>> Start Text extract

The following are different ways to access a column.

In [16]:
csv_df[!, 1]

20-element CSV.Column{String,String}:
 "Anakin Skywalker"
 "Padme Amidala"   
 "Luke Skywalker"  
 "Leia Skywalker"  
 "Qui-Gon Jinn"    
 "Obi-Wan Kenobi"  
 "Han Solo"        
 "Sheev Palpatine" 
 "R2-D2"           
 "C-3PO"           
 "Yoda"            
 "Darth Maul"      
 "Dooku"           
 "Chewbacca"       
 "Jabba"           
 "Lando Calrissian"
 "Boba Fett"       
 "Jango Fett"      
 "Grievous"        
 "Chief Chirpa"    

In [17]:
csv_df[!, :Name]

20-element CSV.Column{String,String}:
 "Anakin Skywalker"
 "Padme Amidala"   
 "Luke Skywalker"  
 "Leia Skywalker"  
 "Qui-Gon Jinn"    
 "Obi-Wan Kenobi"  
 "Han Solo"        
 "Sheev Palpatine" 
 "R2-D2"           
 "C-3PO"           
 "Yoda"            
 "Darth Maul"      
 "Dooku"           
 "Chewbacca"       
 "Jabba"           
 "Lando Calrissian"
 "Boba Fett"       
 "Jango Fett"      
 "Grievous"        
 "Chief Chirpa"    

In [18]:
csv_df.Name

20-element CSV.Column{String,String}:
 "Anakin Skywalker"
 "Padme Amidala"   
 "Luke Skywalker"  
 "Leia Skywalker"  
 "Qui-Gon Jinn"    
 "Obi-Wan Kenobi"  
 "Han Solo"        
 "Sheev Palpatine" 
 "R2-D2"           
 "C-3PO"           
 "Yoda"            
 "Darth Maul"      
 "Dooku"           
 "Chewbacca"       
 "Jabba"           
 "Lando Calrissian"
 "Boba Fett"       
 "Jango Fett"      
 "Grievous"        
 "Chief Chirpa"

>> End Text extract

■ What you should do ■
In the excerpt on accessing a column, what three expressions does it show for getting the column?

>> Start Stored data

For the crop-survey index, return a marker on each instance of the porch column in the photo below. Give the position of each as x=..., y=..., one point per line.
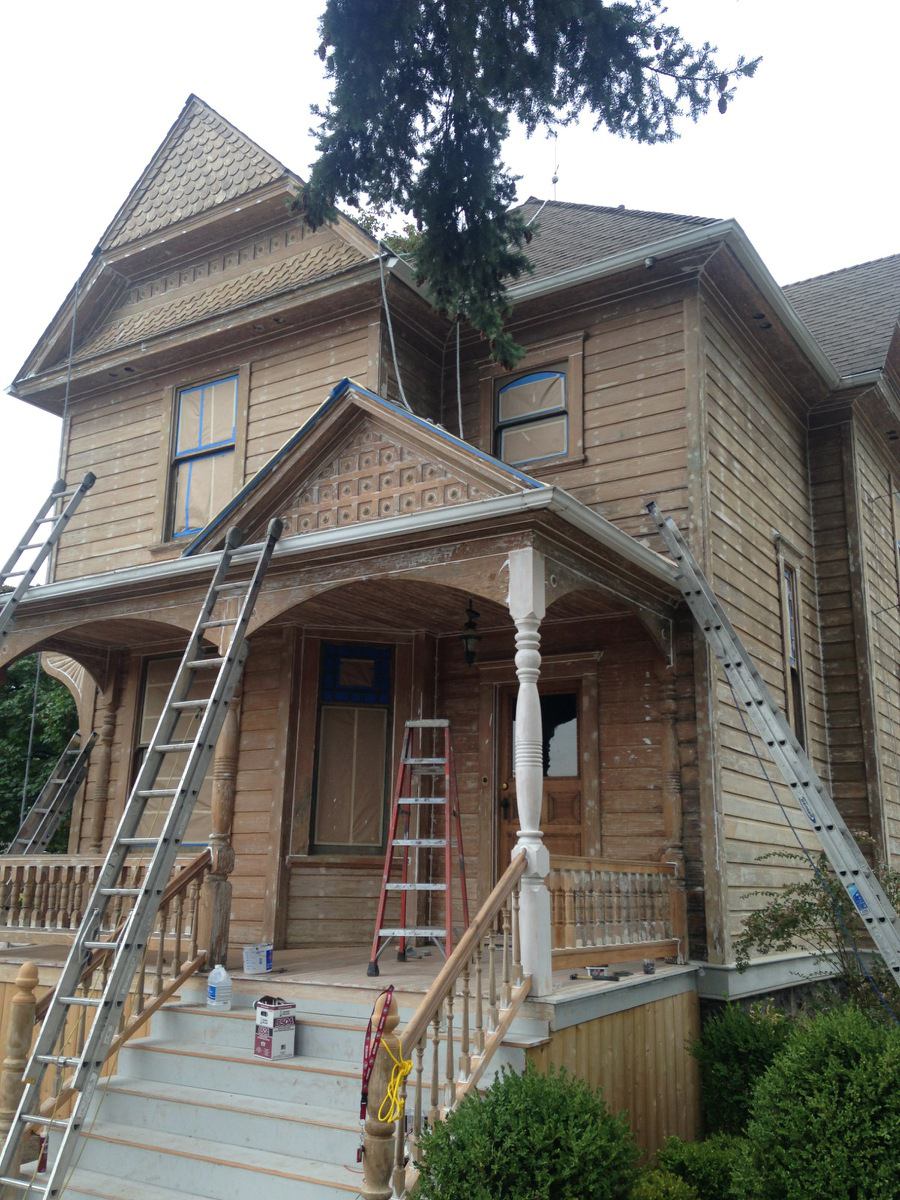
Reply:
x=216, y=898
x=527, y=607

>> End Stored data

■ Solution ■
csv_df[!, 1], csv_df[!, :Name], and csv_df.Name